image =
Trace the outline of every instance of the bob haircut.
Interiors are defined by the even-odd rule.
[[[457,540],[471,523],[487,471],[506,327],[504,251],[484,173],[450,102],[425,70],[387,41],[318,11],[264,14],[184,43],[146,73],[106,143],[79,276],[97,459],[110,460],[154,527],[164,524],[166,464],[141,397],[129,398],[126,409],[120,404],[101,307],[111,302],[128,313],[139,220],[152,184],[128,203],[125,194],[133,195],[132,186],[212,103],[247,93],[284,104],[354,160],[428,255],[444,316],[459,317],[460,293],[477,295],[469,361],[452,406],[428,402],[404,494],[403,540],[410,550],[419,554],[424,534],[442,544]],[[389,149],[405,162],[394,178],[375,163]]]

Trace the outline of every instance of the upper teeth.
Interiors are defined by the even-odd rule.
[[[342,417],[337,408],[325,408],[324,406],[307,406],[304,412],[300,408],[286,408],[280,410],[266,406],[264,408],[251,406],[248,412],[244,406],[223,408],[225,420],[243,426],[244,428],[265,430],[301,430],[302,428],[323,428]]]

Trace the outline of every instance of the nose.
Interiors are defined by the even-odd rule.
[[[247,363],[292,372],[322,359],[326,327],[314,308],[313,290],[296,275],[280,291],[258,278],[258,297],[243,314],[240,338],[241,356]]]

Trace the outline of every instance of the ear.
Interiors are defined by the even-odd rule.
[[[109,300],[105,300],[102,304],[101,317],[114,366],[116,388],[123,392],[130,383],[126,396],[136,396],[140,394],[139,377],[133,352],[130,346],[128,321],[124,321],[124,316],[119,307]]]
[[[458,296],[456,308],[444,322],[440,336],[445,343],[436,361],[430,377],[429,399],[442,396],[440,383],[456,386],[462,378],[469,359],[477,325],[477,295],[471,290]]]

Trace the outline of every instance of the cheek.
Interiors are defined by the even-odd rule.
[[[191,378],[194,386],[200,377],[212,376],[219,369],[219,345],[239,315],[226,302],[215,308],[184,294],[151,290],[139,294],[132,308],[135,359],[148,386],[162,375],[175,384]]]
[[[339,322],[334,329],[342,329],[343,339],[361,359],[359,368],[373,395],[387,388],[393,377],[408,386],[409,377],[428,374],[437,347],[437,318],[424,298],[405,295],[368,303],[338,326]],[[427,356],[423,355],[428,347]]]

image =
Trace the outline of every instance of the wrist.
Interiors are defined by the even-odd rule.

* * *

Work instructions: Extract each record, keeping it identical to the original.

Solved exercise:
image =
Trace the outline of every instance of the bob haircut.
Interiors are defined by the even-odd rule.
[[[457,540],[471,523],[487,471],[506,327],[504,251],[484,173],[450,102],[425,70],[387,41],[318,11],[264,14],[184,43],[146,73],[106,143],[79,276],[97,459],[110,460],[154,527],[164,524],[166,464],[141,397],[129,398],[126,409],[120,404],[101,307],[111,302],[128,313],[139,220],[152,184],[128,203],[125,194],[133,195],[132,186],[212,103],[247,93],[284,104],[354,160],[428,255],[444,316],[459,317],[460,293],[477,295],[469,361],[452,406],[428,402],[404,494],[403,540],[410,550],[419,554],[424,534],[442,544]],[[389,149],[405,162],[394,178],[375,163]]]

Trace the outline of every instance of the upper teeth.
Interiors are defined by the even-odd rule.
[[[342,417],[337,408],[325,408],[324,406],[307,406],[304,412],[300,408],[286,408],[280,410],[266,406],[264,408],[251,406],[248,412],[244,406],[223,408],[225,420],[243,426],[244,428],[265,430],[301,430],[302,428],[323,428]]]

Trace the outline of every instance of the nose.
Interiors are defined by the even-odd rule.
[[[247,363],[292,372],[322,359],[326,327],[314,308],[313,290],[296,275],[280,291],[258,278],[258,297],[243,314],[240,338],[241,356]]]

Trace the outline of every instance of the ear.
Interiors are defined by the even-odd rule.
[[[109,300],[105,300],[102,304],[101,317],[114,366],[116,388],[123,392],[130,383],[126,396],[136,396],[140,394],[139,377],[133,352],[130,346],[128,321],[124,321],[124,316],[119,307]]]
[[[458,296],[456,308],[444,322],[440,336],[445,343],[436,361],[430,377],[429,399],[442,396],[440,383],[456,386],[462,378],[469,359],[477,325],[477,295],[471,290]]]

Trace the outline of every instance of the cheek.
Interiors are defined by the even-odd rule.
[[[191,378],[194,386],[200,377],[212,376],[219,369],[219,345],[239,315],[226,302],[215,308],[184,294],[151,290],[139,294],[132,308],[135,359],[148,386],[162,375],[175,384]]]
[[[339,322],[334,329],[342,329],[343,339],[361,359],[359,368],[373,395],[387,388],[393,377],[408,386],[409,377],[428,374],[437,347],[437,318],[424,298],[405,295],[368,303],[338,326]],[[427,356],[423,355],[428,347]]]

image =
Trace the outline of every instance of the wrist.
Interiors are defined by the even-odd rule.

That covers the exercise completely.